[DATASET RECORDS]

## begin

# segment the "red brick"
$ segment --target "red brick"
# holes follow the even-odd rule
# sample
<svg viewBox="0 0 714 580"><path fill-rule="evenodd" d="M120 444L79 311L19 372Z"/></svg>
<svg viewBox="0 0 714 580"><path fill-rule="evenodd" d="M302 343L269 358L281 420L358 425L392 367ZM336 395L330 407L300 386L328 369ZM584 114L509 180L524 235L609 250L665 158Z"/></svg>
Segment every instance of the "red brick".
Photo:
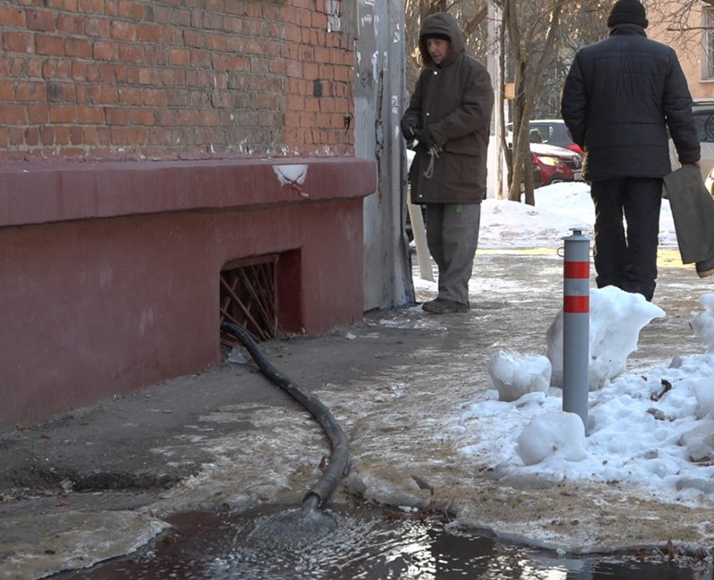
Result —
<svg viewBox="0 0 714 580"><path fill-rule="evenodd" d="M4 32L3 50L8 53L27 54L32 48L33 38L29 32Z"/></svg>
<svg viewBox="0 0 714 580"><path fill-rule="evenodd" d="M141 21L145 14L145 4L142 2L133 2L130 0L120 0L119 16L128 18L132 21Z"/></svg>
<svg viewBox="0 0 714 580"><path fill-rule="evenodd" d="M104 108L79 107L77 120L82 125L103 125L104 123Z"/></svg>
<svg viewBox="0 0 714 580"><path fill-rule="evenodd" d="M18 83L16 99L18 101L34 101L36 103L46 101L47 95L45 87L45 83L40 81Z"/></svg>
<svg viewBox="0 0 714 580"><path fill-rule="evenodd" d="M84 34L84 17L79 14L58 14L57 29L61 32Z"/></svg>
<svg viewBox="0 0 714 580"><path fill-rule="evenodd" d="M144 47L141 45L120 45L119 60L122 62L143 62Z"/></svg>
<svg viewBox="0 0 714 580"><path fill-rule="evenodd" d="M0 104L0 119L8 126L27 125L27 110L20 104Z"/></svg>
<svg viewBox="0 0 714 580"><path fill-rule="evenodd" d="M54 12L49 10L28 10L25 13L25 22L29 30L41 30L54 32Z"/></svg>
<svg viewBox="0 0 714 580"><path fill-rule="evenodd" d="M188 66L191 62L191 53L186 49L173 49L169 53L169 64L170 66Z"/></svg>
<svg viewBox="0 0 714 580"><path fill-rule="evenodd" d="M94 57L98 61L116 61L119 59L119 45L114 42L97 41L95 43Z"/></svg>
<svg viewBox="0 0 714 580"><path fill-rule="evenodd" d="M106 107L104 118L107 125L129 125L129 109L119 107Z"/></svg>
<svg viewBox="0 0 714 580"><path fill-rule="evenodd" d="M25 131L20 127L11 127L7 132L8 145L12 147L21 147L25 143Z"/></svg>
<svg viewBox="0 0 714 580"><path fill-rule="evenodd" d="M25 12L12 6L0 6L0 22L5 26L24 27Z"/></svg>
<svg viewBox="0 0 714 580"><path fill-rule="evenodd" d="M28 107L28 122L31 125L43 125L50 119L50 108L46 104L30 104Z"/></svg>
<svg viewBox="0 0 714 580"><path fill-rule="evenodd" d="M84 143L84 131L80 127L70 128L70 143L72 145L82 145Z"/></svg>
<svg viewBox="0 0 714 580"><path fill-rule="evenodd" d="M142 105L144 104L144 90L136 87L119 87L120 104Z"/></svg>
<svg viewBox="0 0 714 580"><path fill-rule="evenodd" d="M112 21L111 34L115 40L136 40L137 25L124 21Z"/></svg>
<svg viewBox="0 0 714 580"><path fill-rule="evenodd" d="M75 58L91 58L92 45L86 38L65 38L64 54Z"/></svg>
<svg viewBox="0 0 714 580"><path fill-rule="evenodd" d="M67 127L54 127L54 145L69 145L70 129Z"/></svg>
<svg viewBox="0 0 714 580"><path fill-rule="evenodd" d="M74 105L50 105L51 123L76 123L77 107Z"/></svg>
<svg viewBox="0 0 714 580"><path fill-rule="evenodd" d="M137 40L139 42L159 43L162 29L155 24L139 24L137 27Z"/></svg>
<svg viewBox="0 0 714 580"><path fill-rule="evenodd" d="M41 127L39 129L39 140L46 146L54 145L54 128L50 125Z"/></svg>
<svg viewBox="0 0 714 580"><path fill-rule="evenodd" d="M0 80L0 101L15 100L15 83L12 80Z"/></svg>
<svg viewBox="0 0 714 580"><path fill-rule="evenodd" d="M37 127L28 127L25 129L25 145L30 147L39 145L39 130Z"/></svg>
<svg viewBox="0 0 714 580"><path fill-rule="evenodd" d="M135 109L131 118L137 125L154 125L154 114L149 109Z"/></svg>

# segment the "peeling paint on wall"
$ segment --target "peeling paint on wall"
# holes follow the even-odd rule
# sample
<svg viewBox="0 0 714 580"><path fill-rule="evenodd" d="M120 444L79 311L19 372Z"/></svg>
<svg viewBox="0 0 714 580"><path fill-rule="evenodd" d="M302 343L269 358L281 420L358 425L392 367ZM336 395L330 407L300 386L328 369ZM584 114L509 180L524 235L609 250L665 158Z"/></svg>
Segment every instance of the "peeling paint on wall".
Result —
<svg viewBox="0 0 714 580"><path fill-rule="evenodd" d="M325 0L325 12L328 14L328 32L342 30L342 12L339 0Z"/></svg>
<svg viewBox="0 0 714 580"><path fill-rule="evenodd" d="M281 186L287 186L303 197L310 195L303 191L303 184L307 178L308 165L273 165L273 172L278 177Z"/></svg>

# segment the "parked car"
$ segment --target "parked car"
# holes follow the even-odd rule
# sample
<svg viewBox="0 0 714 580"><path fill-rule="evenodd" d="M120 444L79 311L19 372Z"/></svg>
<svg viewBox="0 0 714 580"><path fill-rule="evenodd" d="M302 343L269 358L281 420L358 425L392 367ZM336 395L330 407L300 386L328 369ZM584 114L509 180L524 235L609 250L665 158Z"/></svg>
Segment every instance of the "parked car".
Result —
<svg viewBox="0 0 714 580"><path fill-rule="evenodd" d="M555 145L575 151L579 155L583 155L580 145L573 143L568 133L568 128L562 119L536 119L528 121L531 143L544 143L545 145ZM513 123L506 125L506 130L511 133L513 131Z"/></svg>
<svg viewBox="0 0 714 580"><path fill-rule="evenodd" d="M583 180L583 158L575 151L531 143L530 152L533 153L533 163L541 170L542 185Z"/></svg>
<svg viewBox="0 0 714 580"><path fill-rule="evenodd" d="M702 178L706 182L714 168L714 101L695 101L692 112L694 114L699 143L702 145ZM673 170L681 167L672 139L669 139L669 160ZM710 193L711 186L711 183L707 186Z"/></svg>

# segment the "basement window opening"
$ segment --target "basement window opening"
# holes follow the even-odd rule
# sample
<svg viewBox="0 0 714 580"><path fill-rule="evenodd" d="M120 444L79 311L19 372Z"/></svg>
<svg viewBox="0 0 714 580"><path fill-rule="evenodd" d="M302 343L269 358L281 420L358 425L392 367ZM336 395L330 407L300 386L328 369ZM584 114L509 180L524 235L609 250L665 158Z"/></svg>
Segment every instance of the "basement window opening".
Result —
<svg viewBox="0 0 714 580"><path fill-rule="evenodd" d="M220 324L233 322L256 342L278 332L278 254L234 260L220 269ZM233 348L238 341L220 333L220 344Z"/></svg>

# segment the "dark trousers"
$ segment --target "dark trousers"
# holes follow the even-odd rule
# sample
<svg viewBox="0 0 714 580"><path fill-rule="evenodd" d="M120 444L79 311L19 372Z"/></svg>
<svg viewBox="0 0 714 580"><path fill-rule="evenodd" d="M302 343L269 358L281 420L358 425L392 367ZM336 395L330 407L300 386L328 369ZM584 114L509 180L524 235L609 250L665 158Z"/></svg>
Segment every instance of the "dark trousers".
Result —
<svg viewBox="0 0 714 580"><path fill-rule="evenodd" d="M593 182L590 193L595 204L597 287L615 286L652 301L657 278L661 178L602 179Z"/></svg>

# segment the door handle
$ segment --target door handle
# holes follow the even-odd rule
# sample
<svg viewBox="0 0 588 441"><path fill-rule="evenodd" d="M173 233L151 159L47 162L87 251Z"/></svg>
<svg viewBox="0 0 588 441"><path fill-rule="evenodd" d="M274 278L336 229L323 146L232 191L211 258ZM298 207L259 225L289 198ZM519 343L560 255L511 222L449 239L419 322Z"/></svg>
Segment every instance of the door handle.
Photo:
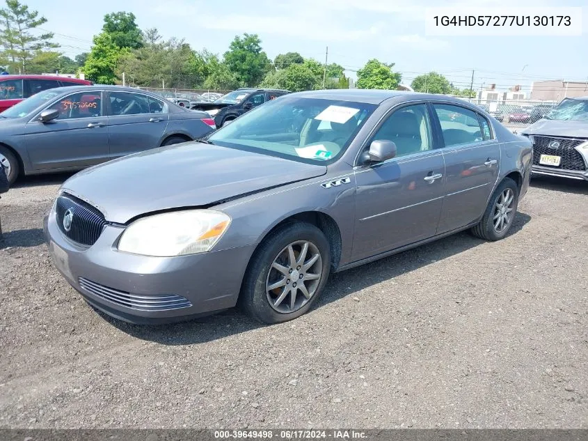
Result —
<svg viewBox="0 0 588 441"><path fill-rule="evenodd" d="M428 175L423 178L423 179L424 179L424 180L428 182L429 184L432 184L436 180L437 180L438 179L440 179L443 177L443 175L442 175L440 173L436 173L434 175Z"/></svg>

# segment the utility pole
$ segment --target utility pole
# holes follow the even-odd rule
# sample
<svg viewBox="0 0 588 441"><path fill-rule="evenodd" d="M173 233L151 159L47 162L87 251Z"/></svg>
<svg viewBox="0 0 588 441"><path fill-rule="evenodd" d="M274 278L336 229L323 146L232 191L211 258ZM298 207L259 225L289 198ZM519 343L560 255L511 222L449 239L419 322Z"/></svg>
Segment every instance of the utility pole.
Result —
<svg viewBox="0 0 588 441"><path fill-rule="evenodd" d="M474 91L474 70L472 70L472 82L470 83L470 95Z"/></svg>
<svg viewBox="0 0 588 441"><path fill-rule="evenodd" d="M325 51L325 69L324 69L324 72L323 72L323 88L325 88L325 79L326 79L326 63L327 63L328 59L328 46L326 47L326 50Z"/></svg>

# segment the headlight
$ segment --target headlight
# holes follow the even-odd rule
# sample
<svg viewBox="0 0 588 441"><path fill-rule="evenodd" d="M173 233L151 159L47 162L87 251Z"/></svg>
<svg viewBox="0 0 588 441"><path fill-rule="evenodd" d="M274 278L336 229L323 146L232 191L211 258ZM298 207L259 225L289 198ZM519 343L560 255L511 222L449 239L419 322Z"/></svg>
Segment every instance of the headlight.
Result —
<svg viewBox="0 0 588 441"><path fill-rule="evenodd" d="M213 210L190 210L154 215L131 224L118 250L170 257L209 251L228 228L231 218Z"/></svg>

## end

Copy the material word for word, starting at the line that contains "# segment the headlight" and ending at the last line of the material.

# segment the headlight
$ segment --target headlight
# holes follow the even-odd rule
# sample
<svg viewBox="0 0 588 441"><path fill-rule="evenodd" d="M173 233L151 159L47 162L87 251Z"/></svg>
<svg viewBox="0 0 588 441"><path fill-rule="evenodd" d="M274 278L336 229L323 146L232 191L211 258ZM298 207L259 225L289 198ZM519 343L560 255L511 222L449 239L419 322Z"/></svg>
Segment every instance of the headlight.
Result —
<svg viewBox="0 0 588 441"><path fill-rule="evenodd" d="M213 210L190 210L154 215L131 224L118 250L170 257L209 251L228 228L231 218Z"/></svg>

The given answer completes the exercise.